Go to the line containing "Format: (453,360)" in the records below and print it and every following line exactly, on through the line containing "Target: paved sidewalk", then stop.

----

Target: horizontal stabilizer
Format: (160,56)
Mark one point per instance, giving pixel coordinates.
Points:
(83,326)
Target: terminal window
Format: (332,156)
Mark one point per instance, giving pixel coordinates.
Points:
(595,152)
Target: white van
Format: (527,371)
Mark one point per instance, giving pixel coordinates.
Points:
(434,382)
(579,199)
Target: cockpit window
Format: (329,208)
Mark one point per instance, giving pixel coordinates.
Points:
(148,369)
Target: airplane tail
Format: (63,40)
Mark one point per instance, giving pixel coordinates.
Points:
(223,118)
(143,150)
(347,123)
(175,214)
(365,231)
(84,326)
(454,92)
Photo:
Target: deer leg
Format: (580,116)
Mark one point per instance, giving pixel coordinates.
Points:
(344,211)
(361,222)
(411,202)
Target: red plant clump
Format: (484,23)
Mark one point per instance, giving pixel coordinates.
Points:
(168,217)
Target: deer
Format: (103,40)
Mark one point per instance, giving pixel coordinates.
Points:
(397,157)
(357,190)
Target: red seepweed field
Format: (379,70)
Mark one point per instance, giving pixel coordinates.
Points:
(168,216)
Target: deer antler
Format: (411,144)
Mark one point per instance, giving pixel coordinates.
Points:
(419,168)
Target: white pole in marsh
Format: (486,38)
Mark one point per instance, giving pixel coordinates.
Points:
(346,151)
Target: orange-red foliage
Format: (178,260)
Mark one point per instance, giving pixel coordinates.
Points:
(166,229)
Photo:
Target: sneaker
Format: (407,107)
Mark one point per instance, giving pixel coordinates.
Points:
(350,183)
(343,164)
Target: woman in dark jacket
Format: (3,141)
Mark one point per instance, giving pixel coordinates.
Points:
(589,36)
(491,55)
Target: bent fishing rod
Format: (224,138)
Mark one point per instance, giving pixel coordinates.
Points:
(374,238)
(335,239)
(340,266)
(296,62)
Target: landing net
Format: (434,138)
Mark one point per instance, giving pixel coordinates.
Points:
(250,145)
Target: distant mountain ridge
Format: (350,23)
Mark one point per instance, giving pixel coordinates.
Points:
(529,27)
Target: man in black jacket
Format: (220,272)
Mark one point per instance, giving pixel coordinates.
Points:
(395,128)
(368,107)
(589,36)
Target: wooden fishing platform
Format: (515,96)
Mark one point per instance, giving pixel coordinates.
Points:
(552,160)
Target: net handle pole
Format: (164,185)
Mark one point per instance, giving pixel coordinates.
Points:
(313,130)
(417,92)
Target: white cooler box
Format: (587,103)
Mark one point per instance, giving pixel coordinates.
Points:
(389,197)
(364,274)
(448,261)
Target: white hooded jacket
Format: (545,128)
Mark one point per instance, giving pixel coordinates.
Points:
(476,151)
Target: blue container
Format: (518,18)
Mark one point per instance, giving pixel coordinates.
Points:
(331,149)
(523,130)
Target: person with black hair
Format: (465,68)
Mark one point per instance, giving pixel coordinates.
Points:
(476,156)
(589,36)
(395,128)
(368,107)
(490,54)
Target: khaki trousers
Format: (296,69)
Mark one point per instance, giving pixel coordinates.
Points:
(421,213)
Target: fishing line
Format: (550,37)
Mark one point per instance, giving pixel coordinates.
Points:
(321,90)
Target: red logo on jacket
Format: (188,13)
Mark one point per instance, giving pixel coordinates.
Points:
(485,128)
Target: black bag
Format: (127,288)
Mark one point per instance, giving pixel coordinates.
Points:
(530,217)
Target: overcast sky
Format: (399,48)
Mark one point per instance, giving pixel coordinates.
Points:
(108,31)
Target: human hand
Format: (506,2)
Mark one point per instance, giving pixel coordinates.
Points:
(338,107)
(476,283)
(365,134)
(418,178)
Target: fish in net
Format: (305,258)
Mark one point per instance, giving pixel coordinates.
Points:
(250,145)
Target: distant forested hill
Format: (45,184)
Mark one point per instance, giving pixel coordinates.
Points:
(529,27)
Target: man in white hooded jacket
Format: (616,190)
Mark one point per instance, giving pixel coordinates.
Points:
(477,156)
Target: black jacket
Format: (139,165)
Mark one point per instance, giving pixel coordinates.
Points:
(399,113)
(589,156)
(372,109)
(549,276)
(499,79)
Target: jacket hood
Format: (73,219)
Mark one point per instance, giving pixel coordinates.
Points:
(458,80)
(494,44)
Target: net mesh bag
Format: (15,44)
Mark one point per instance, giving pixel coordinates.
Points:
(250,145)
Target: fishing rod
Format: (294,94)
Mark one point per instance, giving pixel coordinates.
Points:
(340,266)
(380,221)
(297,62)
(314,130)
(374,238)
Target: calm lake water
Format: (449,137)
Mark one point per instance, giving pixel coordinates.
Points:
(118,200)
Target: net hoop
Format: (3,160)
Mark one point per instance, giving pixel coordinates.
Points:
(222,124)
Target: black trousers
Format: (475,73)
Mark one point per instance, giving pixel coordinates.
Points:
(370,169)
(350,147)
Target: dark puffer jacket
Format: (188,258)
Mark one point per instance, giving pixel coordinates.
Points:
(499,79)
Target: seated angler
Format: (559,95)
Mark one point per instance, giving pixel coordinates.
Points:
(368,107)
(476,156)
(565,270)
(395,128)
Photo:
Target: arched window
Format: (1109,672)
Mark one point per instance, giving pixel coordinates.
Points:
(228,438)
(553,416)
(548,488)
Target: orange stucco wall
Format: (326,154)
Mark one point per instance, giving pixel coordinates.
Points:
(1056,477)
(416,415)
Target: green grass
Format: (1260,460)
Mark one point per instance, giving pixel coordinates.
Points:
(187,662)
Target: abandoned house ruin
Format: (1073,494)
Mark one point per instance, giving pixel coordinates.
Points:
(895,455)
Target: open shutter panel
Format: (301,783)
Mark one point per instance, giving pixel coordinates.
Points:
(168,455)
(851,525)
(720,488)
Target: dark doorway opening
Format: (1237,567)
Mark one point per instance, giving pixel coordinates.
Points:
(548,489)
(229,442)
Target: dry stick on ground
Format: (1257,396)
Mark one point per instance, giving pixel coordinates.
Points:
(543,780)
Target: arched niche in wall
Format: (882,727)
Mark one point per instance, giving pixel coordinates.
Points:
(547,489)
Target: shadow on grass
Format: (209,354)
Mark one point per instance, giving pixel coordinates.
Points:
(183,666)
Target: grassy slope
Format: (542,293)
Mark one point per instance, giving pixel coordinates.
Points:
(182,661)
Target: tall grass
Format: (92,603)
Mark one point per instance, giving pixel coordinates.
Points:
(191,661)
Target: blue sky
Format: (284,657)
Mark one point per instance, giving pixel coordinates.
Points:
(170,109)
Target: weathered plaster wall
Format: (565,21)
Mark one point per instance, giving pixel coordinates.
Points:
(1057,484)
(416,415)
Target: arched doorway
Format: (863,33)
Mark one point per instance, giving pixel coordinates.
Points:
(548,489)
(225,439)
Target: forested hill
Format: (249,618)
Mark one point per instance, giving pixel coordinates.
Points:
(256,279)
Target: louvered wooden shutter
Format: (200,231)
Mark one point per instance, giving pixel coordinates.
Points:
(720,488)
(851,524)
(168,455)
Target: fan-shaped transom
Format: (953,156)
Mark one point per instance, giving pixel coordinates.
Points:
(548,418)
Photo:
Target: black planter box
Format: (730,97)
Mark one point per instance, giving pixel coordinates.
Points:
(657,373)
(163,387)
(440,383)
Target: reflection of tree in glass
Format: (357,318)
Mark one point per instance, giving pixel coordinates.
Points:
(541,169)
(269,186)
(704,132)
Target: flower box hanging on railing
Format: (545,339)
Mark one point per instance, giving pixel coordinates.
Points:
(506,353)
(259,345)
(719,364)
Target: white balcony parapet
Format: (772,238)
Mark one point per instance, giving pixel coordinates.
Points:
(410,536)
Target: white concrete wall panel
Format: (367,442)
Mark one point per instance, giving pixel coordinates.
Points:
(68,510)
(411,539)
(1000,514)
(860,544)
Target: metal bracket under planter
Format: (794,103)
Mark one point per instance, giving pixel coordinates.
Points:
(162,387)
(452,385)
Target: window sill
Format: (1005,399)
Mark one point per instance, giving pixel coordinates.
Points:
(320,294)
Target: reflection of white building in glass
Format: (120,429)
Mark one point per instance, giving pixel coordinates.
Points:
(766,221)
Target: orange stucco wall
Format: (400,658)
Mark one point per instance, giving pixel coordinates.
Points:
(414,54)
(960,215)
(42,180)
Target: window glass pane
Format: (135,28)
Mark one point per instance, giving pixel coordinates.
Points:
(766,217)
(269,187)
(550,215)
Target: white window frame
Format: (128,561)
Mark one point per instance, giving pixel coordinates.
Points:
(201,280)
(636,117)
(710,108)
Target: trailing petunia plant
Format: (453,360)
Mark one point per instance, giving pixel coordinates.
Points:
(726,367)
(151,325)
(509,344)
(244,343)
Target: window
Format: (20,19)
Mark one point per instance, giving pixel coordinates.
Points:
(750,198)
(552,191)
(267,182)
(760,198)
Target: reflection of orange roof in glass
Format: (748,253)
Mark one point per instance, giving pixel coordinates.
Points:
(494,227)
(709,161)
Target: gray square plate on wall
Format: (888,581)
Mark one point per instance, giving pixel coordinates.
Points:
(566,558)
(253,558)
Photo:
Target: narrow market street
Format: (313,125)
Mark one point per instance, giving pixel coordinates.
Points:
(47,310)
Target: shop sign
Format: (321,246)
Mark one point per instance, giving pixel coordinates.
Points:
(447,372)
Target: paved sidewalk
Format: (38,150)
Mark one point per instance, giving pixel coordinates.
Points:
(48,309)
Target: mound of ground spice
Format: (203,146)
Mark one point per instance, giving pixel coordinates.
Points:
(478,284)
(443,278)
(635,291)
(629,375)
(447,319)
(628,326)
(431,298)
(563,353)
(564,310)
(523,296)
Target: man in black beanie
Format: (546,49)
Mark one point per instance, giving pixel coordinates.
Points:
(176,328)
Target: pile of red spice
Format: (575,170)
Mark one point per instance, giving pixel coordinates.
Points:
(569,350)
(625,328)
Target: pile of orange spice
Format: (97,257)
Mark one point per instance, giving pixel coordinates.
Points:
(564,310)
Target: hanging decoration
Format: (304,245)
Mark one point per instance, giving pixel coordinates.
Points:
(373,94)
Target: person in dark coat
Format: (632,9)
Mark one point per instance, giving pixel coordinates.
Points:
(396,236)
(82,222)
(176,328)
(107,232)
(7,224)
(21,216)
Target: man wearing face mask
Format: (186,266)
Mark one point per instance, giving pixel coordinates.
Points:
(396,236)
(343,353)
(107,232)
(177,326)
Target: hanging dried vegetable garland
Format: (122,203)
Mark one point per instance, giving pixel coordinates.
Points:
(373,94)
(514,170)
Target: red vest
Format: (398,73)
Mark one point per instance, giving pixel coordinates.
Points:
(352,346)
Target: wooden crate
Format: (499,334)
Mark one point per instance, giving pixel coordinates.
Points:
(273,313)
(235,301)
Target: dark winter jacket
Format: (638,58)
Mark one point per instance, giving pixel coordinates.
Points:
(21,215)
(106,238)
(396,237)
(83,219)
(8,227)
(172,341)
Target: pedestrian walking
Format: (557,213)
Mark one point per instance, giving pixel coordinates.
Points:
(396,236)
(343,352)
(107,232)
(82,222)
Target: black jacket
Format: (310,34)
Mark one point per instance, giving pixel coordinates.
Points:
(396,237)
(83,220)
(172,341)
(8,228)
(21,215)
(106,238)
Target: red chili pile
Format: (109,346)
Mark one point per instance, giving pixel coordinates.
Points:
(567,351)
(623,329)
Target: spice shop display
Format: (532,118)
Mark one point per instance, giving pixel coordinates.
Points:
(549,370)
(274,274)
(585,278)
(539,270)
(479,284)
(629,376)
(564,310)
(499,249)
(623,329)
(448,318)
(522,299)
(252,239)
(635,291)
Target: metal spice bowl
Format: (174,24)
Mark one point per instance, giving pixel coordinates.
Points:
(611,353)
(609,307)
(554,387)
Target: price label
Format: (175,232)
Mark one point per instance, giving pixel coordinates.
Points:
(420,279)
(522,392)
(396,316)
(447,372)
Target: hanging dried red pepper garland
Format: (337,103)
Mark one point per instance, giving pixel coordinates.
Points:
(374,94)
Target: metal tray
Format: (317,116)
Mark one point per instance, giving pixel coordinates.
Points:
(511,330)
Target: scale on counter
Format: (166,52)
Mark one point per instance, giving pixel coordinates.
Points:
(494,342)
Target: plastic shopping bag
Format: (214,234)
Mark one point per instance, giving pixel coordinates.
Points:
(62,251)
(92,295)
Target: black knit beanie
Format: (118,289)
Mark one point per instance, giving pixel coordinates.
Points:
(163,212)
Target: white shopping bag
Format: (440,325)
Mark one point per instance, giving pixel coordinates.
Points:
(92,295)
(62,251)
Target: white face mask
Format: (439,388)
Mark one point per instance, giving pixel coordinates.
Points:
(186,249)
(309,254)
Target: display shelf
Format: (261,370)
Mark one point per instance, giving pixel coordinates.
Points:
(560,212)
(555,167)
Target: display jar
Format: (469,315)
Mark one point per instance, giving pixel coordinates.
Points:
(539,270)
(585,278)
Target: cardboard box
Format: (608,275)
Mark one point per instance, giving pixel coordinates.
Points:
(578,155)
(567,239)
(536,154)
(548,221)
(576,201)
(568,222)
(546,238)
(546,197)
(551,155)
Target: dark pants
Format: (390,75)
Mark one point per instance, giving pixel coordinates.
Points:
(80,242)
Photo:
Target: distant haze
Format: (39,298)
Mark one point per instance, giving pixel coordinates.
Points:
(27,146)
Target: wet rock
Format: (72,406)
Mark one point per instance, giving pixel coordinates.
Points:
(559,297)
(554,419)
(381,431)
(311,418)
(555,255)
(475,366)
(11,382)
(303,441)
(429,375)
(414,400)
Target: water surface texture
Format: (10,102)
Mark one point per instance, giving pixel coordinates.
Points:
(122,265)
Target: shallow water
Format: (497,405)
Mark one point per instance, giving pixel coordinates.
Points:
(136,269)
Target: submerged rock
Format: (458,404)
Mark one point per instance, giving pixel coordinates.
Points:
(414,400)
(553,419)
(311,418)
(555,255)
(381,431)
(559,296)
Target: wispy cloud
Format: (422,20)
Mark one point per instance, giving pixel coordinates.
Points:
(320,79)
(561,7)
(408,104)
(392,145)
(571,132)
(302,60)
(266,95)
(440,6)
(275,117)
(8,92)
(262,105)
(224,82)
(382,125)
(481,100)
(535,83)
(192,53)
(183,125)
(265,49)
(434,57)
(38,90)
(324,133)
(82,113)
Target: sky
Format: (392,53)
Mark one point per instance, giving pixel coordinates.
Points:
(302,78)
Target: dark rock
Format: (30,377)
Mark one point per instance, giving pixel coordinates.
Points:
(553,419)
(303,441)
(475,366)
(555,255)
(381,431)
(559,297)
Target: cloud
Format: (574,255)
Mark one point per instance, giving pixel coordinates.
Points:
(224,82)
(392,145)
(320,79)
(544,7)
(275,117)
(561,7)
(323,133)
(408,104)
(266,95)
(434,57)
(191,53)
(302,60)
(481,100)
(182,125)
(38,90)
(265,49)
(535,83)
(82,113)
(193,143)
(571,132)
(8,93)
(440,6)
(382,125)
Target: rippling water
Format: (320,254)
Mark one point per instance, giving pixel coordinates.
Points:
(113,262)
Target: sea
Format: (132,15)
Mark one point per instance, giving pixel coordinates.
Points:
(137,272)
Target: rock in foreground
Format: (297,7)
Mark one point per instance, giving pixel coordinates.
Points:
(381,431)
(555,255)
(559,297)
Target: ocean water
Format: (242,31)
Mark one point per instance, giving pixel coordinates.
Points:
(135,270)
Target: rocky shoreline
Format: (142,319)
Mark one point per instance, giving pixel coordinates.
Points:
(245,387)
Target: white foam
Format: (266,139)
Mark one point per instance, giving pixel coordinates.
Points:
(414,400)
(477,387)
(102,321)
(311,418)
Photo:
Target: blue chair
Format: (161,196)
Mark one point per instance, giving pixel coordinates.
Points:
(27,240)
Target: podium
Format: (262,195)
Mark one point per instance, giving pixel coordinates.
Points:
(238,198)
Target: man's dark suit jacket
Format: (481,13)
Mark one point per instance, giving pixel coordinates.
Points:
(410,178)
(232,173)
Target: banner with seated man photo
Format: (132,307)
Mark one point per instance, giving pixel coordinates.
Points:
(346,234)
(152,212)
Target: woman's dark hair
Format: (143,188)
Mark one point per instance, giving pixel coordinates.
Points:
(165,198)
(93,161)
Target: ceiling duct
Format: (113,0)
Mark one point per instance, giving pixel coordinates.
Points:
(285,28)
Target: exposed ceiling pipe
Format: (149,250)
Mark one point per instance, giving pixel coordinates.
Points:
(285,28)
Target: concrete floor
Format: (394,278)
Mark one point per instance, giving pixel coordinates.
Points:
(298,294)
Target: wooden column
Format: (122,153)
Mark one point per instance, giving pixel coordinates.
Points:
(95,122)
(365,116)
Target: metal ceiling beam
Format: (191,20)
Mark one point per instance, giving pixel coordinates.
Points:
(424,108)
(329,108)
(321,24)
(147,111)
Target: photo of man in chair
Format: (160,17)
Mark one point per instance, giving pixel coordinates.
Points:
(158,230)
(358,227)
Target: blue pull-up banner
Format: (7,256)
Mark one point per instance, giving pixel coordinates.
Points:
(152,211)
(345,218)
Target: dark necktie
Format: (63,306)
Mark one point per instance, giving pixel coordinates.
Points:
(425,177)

----

▶ _The completed task_
Format: (453,360)
Mark one point per instance, giving pixel coordinates.
Points:
(726,367)
(151,325)
(509,344)
(244,343)
Target: window
Format: (20,19)
Mark one point per instance, giving pixel coordinates.
Points:
(750,198)
(552,191)
(267,182)
(760,198)
Target: reflection of orange roof in glass
Format: (748,253)
Mark one point per instance, giving pixel coordinates.
Points:
(494,227)
(709,161)
Target: gray square plate on wall
Format: (888,581)
Mark one point per instance, giving pixel coordinates.
Points:
(566,558)
(253,558)
Photo:
Target: narrow market street
Format: (313,125)
Mark one point per instance, giving pixel coordinates.
Points:
(47,310)
Target: shop sign
Format: (321,246)
Mark one point per instance, giving pixel coordinates.
Points:
(447,372)
Target: paved sidewalk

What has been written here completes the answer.